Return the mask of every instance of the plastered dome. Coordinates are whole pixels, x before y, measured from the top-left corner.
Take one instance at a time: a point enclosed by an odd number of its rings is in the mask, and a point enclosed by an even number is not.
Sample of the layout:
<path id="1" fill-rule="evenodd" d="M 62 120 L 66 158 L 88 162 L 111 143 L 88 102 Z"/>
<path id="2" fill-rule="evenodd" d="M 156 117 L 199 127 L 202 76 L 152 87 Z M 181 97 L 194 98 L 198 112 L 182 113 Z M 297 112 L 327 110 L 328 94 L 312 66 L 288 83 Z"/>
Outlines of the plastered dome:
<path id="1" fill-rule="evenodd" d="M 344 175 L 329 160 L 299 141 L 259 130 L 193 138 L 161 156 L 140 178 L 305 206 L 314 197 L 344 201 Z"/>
• • • •
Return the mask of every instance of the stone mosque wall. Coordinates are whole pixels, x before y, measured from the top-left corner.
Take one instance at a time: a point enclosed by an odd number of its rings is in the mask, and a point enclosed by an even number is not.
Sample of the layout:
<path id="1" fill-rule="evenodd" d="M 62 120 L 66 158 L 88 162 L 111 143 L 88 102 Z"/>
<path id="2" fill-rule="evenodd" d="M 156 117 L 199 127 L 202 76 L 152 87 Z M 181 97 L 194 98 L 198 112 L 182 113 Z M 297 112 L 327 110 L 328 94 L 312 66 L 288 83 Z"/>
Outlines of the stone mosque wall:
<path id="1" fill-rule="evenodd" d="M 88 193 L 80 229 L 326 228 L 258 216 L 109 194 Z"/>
• • • •
▶ **PROBLEM TO WORK ON**: Recast the data between the lines holding "Return the mask of every instance of the stone" and "88 193 L 80", inclusive, as a two-column CSV with the headers text and answer. Give one row per entry, put each field in quotes, and replace line breaks with spaces.

▶ **FINAL RESULT**:
text,answer
"Return the mask of every instance of the stone mosque wall. Coordinates are whole pixels, x before y, measured from the top-left corner. Take one instance at a time: a point enclosed by an odd number of its rings is in the mask, and a point enclosed by an even number is not. Sample of the layout: <path id=""1"" fill-rule=""evenodd"" d=""M 62 120 L 66 158 L 88 162 L 111 143 L 88 102 Z""/> <path id=""2"" fill-rule=""evenodd"" d=""M 156 117 L 199 127 L 202 76 L 152 87 Z M 181 97 L 194 98 L 198 112 L 182 113 Z M 297 112 L 327 110 L 328 94 L 312 66 L 288 83 Z""/> Outlines of the stone mosque wall:","<path id=""1"" fill-rule=""evenodd"" d=""M 88 193 L 80 229 L 326 228 L 258 216 L 109 194 Z""/>"